++++ READING TEXT ++++

FULL FUNDING OF TRUST OBLIGATIONS
The federal government committed through treaties and trust obligations to provide certain guaranteed benefits to Native Americans and Alaska Natives. Miller believes that these trust obligations should be fully funded; removed from the discretionary budget and taken out of the annual competitive fight for appropriations. The appropriations process has failed. For example the Indian Health Service is funded on a per person level at less than 30% of the average per person health costs in the United States. Categorical funding has failed. This system of funding requires tribes to spend much of their time and resources applying for categorical grants, monitoring and reporting on multiple small grants rather than having a sufficient budget to efficiently deliver essential programs and services.

Funding to tribes must be adequate to meet the treaty and trust obligations. Per capita allocations hurt the smallest tribes because they do not aggregate into enough money to actually provide a service or conduct a program. 

A system to provide for off-reservation and urban Indians must be created, beginning with adequate funding for their health care and housing.

PROTECTING THE LAND AND WATER – RADIATION COMPENSATION, BANNING URANIUM MINING AND CLEANUP OF RESERVATION AND TRUST LAND
Miller has worked professionally on the health effects of radiation since the late 1970’s. She has advocated for compensation of uranium miners and the clean-up of impacted communities. In addition to compensation for workers in uranium mines, mills and Department of Energy facilities; compensation should be provided to people in impacted communities. Native communities in New Mexico are the most impacted by earlier uranium mining and milling. It is not enough to compensate past miners at the same time new mines are being licensed; new mines will create a new generation of victims. Miller calls for the banning of uranium mining and milling in the United States as a public health hazard that must be prevented.

Nuclear weapons work in the 3rd Congressional District on New Mexico must cease and those funds directed to clean-up to the extent it is possible and remediation for areas which can not be cleaned up with existing technologies. Research on cleaning contaminated sites and impacted communities must become a national priority.

SETTLE INDIAN LAND GRANTS

Nineteen of the twenty Spanish Indian Land Grants were granted by the King of Spain to the Pueblos long before any lands were granted to European settlers. Later land grants eroded and reduced these original grants. All Pueblo land claims must be settled by any Commission established to address later land grant claims and the loss of these lands after the signing of the Treaty of Guadalupe Hidalgo.

++++ DATA LISTING ++++

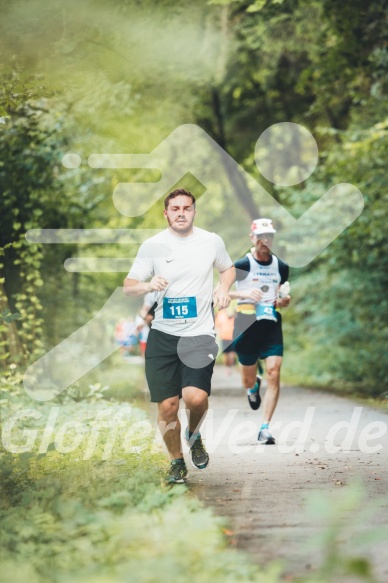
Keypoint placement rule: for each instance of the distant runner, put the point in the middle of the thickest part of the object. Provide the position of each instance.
(181, 347)
(261, 282)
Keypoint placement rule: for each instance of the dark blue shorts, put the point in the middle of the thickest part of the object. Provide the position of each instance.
(254, 340)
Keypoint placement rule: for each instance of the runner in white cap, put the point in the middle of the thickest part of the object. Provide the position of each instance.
(262, 289)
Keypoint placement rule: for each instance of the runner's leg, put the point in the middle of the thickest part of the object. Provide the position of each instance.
(273, 365)
(248, 375)
(170, 426)
(196, 401)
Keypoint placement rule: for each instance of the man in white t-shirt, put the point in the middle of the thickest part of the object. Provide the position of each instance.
(181, 347)
(260, 281)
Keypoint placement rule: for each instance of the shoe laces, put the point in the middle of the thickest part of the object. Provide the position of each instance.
(198, 446)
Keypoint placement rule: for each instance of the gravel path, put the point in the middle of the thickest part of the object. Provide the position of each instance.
(263, 489)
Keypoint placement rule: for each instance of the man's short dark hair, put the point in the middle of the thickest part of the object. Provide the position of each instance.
(178, 192)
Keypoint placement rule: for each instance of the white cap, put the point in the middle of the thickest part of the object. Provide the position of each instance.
(260, 226)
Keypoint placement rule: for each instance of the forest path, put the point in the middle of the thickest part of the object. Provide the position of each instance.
(263, 489)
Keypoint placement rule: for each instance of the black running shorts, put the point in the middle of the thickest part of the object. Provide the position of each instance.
(173, 363)
(254, 340)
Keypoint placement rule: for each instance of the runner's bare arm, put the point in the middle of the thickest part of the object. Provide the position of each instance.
(221, 298)
(133, 287)
(253, 294)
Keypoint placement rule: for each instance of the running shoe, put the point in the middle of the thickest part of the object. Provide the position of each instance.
(265, 438)
(254, 398)
(177, 473)
(199, 455)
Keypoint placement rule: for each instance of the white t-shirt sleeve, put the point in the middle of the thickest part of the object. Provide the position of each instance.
(222, 261)
(143, 267)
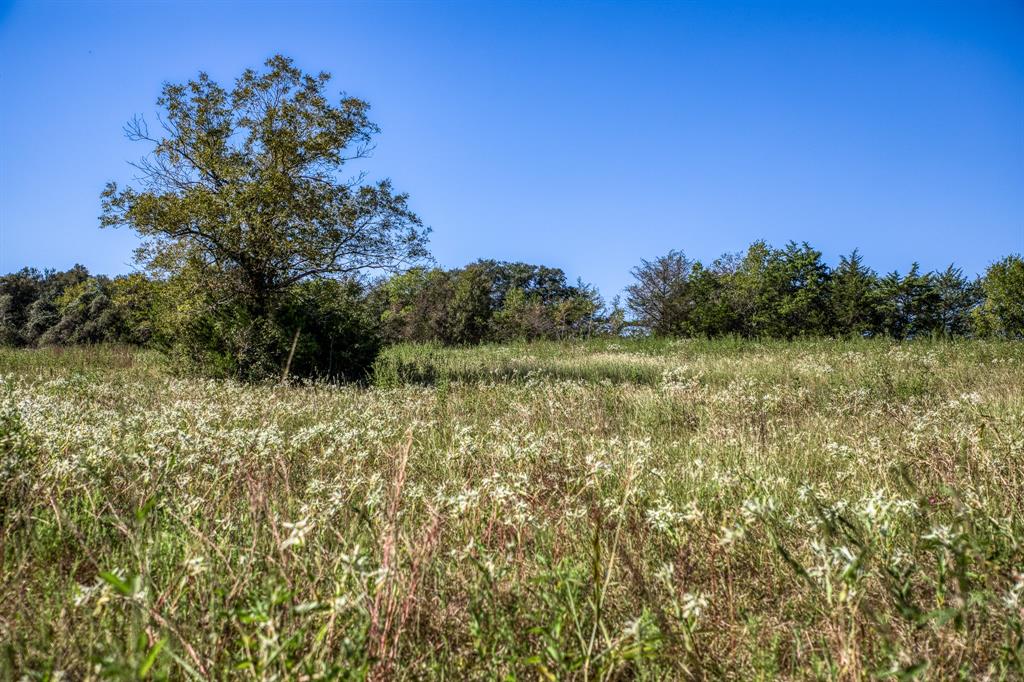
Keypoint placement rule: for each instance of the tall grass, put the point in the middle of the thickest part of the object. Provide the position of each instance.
(608, 510)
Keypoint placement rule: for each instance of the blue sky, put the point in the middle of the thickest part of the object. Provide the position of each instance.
(585, 135)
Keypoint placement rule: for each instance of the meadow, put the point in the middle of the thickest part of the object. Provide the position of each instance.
(603, 510)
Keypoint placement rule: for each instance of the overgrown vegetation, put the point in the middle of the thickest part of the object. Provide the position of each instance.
(621, 509)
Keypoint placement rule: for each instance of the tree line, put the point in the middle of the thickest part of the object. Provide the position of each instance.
(766, 292)
(788, 292)
(263, 254)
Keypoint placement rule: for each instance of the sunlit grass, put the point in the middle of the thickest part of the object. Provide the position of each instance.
(608, 510)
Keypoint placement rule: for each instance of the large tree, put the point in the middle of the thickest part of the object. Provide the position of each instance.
(247, 190)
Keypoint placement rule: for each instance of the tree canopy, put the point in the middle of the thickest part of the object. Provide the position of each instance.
(244, 198)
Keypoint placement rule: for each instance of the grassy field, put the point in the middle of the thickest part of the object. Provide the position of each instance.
(608, 510)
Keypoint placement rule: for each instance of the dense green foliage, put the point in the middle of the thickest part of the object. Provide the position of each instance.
(619, 509)
(338, 325)
(246, 209)
(791, 292)
(488, 301)
(259, 245)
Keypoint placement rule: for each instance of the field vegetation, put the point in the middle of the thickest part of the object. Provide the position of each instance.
(615, 509)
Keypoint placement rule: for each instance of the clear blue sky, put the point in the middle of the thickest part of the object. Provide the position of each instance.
(581, 135)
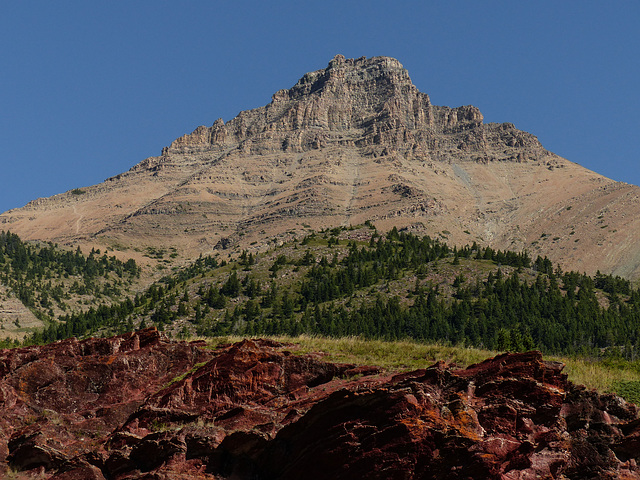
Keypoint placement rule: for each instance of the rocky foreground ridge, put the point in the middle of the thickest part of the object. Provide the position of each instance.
(138, 406)
(352, 142)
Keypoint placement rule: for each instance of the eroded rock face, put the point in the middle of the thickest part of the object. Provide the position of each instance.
(257, 411)
(351, 142)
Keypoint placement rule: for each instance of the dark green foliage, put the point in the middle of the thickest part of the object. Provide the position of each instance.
(344, 289)
(35, 273)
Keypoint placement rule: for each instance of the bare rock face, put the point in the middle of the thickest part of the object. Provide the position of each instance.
(254, 410)
(352, 142)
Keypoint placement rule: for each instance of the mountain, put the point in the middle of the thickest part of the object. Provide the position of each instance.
(353, 142)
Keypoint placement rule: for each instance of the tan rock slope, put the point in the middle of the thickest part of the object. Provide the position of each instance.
(353, 142)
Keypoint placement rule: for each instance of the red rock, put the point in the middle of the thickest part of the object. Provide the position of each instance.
(253, 410)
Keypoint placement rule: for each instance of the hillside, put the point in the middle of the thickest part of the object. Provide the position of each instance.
(353, 281)
(353, 142)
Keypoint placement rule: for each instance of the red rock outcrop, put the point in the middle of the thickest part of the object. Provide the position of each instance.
(137, 406)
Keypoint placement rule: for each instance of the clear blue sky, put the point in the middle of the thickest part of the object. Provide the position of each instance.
(88, 89)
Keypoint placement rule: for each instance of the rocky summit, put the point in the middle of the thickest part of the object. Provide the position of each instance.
(352, 142)
(138, 406)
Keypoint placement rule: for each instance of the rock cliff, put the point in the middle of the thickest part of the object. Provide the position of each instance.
(352, 142)
(137, 406)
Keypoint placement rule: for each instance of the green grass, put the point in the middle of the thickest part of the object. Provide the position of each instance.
(622, 378)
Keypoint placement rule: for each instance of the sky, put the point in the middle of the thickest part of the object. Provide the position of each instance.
(89, 89)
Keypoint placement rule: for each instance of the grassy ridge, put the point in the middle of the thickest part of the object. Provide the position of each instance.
(606, 376)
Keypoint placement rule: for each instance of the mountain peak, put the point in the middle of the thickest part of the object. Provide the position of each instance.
(352, 142)
(341, 71)
(369, 100)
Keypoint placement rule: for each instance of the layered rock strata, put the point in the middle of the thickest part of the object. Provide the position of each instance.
(352, 142)
(137, 406)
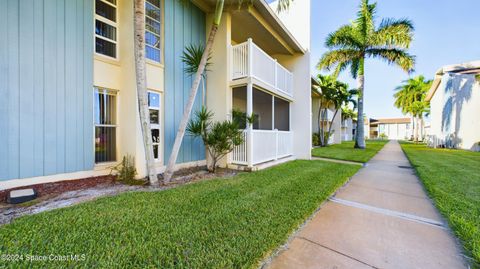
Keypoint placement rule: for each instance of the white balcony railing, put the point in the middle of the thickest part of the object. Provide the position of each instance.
(248, 60)
(267, 145)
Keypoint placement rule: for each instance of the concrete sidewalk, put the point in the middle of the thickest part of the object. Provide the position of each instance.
(381, 219)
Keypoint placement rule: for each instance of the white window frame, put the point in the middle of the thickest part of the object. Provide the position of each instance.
(161, 32)
(109, 22)
(113, 93)
(157, 126)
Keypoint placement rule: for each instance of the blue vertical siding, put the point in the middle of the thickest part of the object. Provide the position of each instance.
(46, 74)
(3, 87)
(184, 25)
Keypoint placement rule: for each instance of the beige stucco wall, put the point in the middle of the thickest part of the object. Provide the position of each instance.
(296, 19)
(396, 131)
(119, 75)
(455, 112)
(347, 130)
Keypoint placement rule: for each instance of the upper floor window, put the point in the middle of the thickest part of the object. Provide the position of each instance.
(105, 121)
(153, 30)
(106, 27)
(154, 104)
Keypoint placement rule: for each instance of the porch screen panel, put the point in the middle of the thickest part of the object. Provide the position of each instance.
(282, 115)
(262, 110)
(239, 103)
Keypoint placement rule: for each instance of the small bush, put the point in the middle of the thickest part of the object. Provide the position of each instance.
(126, 171)
(220, 138)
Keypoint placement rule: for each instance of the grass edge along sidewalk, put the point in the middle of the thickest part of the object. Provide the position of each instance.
(227, 223)
(346, 152)
(452, 179)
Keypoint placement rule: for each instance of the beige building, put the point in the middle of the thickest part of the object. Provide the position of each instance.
(393, 128)
(455, 107)
(349, 127)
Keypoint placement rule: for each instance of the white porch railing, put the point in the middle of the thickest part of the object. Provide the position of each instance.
(267, 145)
(248, 60)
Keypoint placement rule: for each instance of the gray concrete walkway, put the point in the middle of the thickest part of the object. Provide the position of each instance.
(381, 219)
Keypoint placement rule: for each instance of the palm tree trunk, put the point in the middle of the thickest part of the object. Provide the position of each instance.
(360, 134)
(417, 119)
(422, 130)
(193, 92)
(139, 26)
(320, 116)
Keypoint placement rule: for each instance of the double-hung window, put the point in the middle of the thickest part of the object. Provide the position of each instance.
(105, 120)
(154, 104)
(153, 30)
(106, 27)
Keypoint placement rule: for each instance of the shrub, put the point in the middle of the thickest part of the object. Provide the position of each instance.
(126, 171)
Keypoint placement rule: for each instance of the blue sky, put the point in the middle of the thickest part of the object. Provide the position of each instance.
(446, 32)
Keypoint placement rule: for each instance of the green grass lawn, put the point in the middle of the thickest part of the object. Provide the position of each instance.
(345, 151)
(220, 223)
(452, 178)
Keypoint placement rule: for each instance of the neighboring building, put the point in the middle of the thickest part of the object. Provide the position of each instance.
(349, 127)
(393, 128)
(68, 102)
(336, 122)
(455, 107)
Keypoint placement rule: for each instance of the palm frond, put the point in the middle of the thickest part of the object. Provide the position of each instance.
(394, 56)
(346, 37)
(343, 57)
(283, 5)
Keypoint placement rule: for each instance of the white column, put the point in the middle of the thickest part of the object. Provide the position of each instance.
(250, 57)
(250, 125)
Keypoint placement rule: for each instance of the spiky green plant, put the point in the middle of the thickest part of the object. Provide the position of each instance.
(220, 138)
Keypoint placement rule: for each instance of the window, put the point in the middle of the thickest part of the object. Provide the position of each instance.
(153, 30)
(282, 114)
(106, 27)
(154, 108)
(105, 111)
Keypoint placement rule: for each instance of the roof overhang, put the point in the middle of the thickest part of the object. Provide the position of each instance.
(465, 68)
(255, 19)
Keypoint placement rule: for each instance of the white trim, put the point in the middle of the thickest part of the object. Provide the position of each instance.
(160, 36)
(114, 93)
(111, 23)
(159, 125)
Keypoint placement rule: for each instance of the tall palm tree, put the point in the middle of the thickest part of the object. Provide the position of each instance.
(141, 81)
(351, 44)
(410, 99)
(282, 5)
(328, 88)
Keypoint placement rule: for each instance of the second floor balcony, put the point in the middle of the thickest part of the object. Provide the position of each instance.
(249, 61)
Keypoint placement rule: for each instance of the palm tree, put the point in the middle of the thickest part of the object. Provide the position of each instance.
(410, 98)
(141, 81)
(351, 44)
(282, 4)
(328, 86)
(348, 113)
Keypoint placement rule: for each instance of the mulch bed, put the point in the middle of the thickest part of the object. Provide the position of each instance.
(58, 187)
(182, 176)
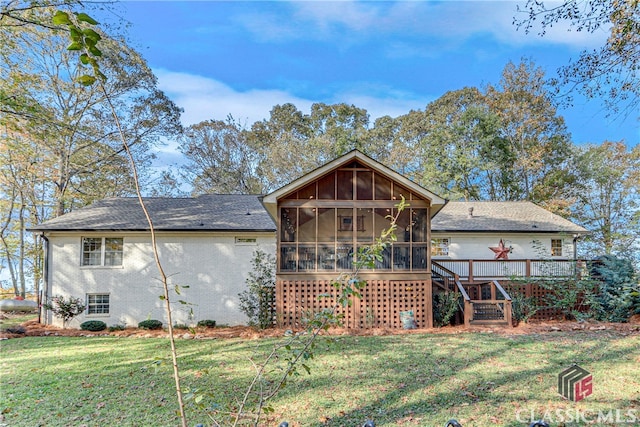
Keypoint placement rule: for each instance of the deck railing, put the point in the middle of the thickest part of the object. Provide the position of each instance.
(487, 270)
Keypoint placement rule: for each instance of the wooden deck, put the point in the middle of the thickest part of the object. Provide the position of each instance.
(477, 271)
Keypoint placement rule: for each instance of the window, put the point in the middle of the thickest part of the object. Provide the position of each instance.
(440, 247)
(97, 303)
(246, 241)
(102, 251)
(556, 247)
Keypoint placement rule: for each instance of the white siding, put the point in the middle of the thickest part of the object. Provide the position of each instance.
(214, 267)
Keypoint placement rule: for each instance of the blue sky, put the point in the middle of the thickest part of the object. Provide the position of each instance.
(215, 58)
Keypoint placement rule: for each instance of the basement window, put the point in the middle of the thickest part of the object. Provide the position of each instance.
(102, 251)
(556, 247)
(246, 241)
(97, 303)
(440, 247)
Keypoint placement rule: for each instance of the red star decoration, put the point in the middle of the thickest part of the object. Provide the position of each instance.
(501, 251)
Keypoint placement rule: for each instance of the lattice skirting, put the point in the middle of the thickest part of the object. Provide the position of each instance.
(380, 305)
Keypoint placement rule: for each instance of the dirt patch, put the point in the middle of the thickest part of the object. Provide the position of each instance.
(33, 328)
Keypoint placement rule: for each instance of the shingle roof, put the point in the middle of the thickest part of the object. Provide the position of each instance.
(215, 212)
(501, 216)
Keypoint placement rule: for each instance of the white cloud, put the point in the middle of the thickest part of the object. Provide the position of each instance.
(204, 98)
(453, 21)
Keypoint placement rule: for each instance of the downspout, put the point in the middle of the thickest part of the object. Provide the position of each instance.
(44, 293)
(575, 254)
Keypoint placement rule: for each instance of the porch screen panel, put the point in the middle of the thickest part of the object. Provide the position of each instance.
(308, 192)
(326, 225)
(364, 225)
(385, 262)
(401, 256)
(345, 225)
(364, 185)
(404, 226)
(419, 257)
(327, 187)
(288, 224)
(288, 260)
(306, 258)
(307, 225)
(345, 185)
(326, 257)
(380, 220)
(344, 257)
(382, 188)
(419, 225)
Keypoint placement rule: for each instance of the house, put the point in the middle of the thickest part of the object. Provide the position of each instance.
(314, 226)
(103, 253)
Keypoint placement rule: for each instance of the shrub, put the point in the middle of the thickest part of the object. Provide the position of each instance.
(150, 324)
(523, 308)
(66, 309)
(445, 306)
(93, 325)
(618, 295)
(257, 302)
(207, 323)
(180, 326)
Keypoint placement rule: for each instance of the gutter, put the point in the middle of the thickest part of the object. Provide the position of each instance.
(44, 292)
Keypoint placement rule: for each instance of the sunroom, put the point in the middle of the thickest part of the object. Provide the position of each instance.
(323, 219)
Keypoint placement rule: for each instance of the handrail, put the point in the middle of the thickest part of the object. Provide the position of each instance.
(455, 276)
(464, 293)
(502, 291)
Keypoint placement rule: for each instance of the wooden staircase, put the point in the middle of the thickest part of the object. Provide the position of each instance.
(491, 305)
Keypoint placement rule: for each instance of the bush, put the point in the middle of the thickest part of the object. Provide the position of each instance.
(207, 323)
(618, 294)
(180, 326)
(523, 308)
(257, 302)
(445, 306)
(93, 325)
(150, 324)
(66, 309)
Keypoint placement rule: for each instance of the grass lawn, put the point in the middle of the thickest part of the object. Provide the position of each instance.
(414, 379)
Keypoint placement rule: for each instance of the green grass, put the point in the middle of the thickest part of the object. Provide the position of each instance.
(417, 379)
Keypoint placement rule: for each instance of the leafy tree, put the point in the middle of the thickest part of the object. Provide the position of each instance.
(220, 159)
(59, 142)
(607, 198)
(456, 129)
(338, 128)
(610, 72)
(537, 140)
(618, 296)
(291, 143)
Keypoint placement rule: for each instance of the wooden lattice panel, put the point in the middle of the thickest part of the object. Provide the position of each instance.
(380, 304)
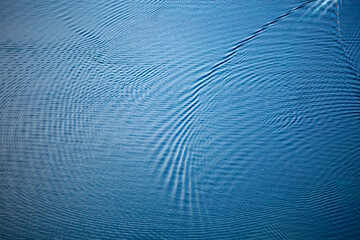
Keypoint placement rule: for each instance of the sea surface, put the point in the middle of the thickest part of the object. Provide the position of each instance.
(169, 119)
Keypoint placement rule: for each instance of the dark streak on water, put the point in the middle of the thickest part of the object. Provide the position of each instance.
(180, 119)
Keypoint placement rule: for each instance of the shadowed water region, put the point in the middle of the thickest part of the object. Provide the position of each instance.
(180, 119)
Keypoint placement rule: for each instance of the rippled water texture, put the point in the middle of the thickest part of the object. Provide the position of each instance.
(180, 119)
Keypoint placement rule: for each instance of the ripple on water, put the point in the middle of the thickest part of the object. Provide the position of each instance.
(151, 119)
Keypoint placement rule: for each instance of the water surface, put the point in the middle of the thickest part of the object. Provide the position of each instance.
(179, 119)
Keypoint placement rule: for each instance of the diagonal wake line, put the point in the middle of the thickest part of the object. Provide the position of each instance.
(249, 38)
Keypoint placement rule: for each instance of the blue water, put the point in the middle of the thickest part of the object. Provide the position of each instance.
(180, 119)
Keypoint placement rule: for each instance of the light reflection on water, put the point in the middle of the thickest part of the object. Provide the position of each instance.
(179, 119)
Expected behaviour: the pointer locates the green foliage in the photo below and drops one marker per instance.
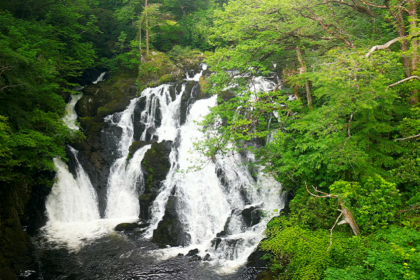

++++

▸ **ACTIONS TO TAKE**:
(a) According to the policy text, how does per person funding for the Indian Health Service compare with national health spending?
(b) Using the policy text, explain why per capita allocations hurt the smallest tribes.
(c) Copy the policy text word for word from "Funding to tribes" to "conduct a program.".
The records have nothing to do with the work here.

▸ **EXPECTED RESULTS**:
(a) It is less than 30% of the average per person health costs in the United States.

(b) Per capita allocations hurt the smallest tribes because the amounts they receive do not add up to enough money to actually provide a service or conduct a program.

(c)
Funding to tribes must be adequate to meet the treaty and trust obligations. Per capita allocations hurt the smallest tribes because they do not aggregate into enough money to actually provide a service or conduct a program.